Task >> Go to the line in the entries below that holds "Could you please tag every instance of the child" and repeat exactly from there through the line that holds "Could you please tag every instance of the building window", inclusive.

....

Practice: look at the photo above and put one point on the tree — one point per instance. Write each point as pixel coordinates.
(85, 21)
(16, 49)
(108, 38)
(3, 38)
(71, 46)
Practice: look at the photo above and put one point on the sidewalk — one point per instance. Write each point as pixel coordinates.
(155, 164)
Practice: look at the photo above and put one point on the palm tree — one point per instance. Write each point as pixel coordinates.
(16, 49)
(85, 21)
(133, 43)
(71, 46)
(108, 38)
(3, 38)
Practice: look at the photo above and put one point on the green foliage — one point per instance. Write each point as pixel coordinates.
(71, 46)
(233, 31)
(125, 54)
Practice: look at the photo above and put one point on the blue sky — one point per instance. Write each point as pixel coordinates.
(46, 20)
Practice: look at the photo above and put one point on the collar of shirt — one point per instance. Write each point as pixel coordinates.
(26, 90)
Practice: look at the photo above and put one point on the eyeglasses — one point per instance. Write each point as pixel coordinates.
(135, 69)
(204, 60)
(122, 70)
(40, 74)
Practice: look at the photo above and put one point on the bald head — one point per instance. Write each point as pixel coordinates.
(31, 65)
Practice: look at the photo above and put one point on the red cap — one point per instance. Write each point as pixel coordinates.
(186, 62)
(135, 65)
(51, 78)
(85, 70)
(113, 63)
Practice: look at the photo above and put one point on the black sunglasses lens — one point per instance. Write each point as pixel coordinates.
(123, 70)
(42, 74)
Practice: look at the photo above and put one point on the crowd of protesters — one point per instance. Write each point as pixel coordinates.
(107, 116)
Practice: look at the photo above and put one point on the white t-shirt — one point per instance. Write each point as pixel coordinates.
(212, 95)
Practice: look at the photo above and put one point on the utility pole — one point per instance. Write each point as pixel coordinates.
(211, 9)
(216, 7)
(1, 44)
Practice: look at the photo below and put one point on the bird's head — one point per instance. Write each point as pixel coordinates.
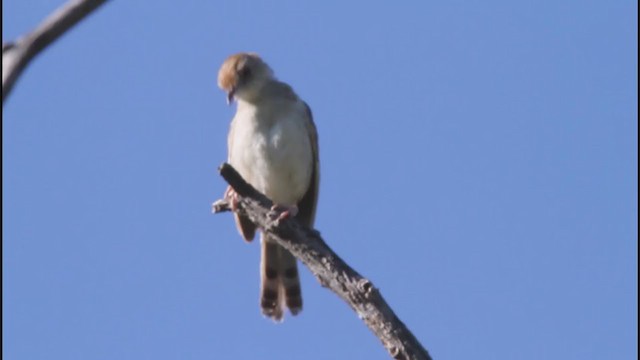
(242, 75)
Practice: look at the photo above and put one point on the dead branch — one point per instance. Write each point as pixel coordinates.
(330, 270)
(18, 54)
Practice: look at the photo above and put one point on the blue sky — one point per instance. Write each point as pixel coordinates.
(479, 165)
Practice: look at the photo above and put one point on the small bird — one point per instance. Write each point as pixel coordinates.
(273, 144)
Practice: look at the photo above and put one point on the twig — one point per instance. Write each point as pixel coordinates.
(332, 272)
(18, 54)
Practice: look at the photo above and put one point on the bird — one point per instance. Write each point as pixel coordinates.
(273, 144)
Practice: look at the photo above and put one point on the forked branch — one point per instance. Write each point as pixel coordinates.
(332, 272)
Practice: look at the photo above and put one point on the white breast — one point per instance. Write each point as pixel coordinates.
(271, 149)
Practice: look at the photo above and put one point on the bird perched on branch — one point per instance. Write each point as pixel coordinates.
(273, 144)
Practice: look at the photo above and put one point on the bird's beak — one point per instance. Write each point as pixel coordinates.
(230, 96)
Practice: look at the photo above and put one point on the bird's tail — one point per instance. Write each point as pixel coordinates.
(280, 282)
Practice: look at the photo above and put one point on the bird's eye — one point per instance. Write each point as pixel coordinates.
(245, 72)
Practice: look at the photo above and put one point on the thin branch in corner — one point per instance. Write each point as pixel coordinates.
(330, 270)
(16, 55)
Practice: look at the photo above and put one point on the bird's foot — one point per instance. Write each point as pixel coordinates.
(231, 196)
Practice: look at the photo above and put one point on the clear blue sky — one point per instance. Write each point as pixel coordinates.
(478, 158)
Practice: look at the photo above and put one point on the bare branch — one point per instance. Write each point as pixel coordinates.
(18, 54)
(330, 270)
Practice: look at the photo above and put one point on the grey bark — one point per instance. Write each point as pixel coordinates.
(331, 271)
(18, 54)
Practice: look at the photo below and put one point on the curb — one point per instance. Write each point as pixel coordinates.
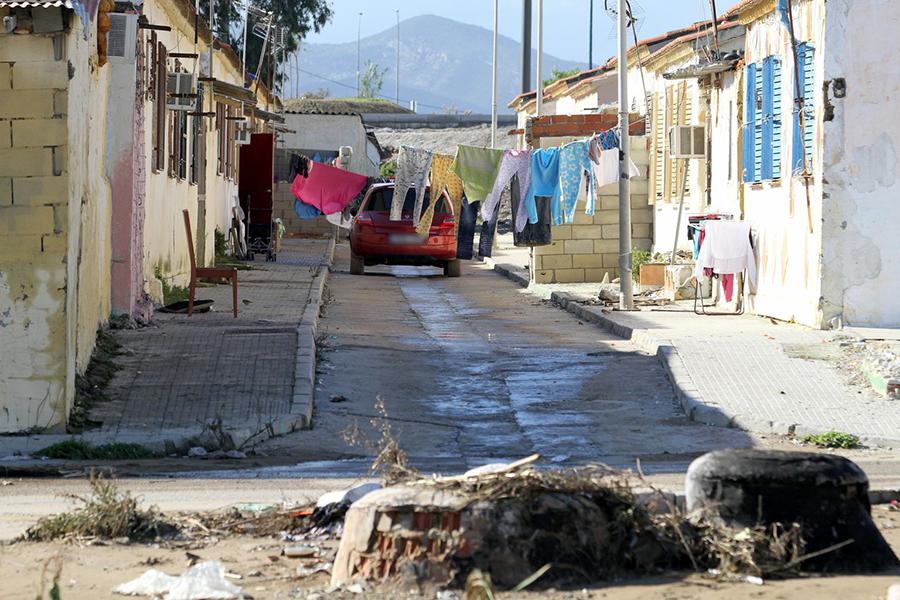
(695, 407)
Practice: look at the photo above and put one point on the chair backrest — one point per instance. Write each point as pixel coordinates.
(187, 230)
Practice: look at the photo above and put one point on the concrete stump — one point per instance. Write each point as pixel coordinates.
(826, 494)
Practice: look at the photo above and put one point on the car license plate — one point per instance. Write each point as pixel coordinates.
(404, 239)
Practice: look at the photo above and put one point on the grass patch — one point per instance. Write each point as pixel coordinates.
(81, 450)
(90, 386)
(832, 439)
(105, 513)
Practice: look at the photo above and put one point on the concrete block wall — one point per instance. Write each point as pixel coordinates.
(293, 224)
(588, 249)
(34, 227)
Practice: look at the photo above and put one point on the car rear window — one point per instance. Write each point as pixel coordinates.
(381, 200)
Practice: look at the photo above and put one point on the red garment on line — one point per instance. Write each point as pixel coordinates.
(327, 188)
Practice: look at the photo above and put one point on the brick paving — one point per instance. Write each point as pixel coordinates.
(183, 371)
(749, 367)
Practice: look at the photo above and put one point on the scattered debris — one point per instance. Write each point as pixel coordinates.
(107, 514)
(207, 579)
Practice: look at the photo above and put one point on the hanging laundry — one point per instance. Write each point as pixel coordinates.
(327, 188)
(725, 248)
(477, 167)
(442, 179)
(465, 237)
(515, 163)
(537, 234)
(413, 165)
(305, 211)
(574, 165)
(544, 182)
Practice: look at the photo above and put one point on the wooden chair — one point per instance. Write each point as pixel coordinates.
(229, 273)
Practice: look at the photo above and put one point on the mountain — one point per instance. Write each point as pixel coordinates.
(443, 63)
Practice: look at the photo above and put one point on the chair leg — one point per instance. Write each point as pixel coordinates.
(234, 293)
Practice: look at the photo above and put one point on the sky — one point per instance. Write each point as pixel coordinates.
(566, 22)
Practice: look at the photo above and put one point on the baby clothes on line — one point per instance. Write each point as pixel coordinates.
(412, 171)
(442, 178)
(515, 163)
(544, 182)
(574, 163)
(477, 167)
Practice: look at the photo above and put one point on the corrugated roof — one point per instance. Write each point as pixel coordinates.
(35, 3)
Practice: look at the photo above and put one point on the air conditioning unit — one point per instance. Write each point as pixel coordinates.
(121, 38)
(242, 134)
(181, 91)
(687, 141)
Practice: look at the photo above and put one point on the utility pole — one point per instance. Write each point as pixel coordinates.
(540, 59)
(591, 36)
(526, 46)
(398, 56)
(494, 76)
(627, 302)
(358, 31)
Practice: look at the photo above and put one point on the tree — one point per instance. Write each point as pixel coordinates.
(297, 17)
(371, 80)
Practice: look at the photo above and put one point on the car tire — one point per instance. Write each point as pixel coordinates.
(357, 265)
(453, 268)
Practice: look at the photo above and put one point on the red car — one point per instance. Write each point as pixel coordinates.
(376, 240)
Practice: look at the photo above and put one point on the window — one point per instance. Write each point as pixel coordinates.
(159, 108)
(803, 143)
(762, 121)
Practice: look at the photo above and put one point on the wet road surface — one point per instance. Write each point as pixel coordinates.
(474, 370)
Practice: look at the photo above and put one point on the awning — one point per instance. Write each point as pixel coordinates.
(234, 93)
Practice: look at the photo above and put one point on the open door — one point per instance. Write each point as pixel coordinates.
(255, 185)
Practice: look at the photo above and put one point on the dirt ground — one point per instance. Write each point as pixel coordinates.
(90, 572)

....

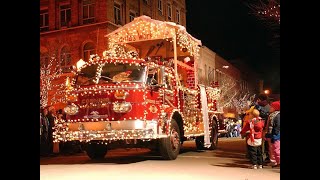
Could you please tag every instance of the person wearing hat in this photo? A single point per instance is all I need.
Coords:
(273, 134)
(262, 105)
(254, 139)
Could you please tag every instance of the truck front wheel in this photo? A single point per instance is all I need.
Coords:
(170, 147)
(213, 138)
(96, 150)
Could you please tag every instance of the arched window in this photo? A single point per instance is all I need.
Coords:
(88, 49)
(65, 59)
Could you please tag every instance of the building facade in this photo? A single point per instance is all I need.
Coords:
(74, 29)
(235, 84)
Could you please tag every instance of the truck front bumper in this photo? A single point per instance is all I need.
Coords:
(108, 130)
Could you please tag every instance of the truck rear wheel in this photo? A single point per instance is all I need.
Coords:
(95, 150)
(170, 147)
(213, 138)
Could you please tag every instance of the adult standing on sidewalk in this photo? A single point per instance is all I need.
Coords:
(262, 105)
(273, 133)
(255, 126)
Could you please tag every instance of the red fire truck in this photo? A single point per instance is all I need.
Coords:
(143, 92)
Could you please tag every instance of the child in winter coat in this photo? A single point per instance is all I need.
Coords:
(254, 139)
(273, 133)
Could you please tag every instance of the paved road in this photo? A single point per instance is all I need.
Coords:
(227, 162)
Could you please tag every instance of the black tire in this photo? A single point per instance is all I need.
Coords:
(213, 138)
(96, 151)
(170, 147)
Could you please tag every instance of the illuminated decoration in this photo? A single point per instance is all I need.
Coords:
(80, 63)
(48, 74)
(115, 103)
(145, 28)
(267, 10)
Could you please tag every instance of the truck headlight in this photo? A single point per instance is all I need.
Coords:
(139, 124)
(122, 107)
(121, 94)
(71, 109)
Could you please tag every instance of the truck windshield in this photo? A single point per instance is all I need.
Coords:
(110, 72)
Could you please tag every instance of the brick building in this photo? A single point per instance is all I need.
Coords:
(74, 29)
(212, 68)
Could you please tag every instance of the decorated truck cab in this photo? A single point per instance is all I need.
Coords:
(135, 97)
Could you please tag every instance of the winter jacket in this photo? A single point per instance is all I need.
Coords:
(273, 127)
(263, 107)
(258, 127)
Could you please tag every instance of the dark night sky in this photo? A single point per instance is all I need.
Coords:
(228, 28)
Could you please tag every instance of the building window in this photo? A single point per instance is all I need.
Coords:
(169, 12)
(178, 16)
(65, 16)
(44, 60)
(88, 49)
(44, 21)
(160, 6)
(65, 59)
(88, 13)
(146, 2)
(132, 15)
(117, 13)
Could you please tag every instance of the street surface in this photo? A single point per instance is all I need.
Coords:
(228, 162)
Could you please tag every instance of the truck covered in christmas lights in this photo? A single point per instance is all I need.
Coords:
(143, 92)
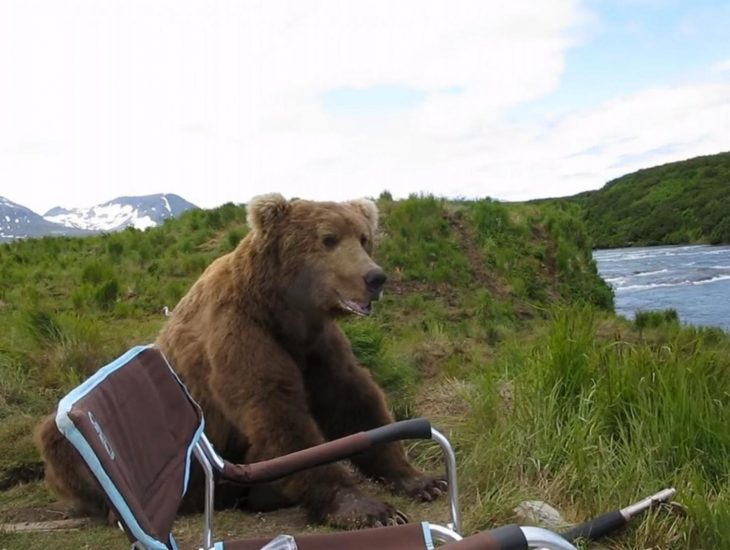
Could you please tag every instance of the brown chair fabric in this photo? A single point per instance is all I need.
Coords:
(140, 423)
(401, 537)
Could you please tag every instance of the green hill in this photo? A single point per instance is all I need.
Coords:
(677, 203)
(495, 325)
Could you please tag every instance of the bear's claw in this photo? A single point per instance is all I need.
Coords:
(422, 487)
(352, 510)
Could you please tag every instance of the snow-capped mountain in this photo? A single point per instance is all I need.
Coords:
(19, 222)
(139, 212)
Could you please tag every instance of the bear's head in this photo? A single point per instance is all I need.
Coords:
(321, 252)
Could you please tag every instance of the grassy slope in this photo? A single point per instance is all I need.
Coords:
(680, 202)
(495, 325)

....

Output for this task >>
Could you please tag every instance of the child in winter coat in this photo? A single point per instance is all I need.
Coords:
(254, 139)
(273, 133)
Could you please tag every instance of the paved road in this photo? A single point per instance is all I need.
Coords:
(227, 162)
Could you please tag every instance of the black tire in this photo? A single point per instance is all I need.
Coords:
(213, 138)
(96, 151)
(170, 147)
Could you please tag every instance of the illuminated decoration in this photo? A single point per instance is all I need.
Coords:
(80, 63)
(48, 74)
(115, 103)
(145, 28)
(267, 10)
Could you please tag every instance of the truck headlight in this photo? A single point per instance is all I need.
Coords:
(139, 124)
(122, 107)
(121, 94)
(71, 109)
Could you please tag every instance of the truck windshield in this photo? A single point per instance is all I need.
Coords:
(110, 72)
Could you please tag every instance of the brick building in this photo? A single point per instance is all I need.
Coords:
(74, 29)
(212, 68)
Could you please tag every instance of the decorated truck cab in this photo? A single point per instance is all I need.
Coords:
(135, 97)
Could you please tag every instance of the winter jacket in this photo? A single point per instance is all I need.
Coords:
(273, 127)
(263, 107)
(258, 127)
Could you please tag every instance of the dark night sky in this photo? A single point per instance is all I need.
Coords:
(228, 28)
Could you please tag every instance of the building window in this photo? A single point per instance is all I need.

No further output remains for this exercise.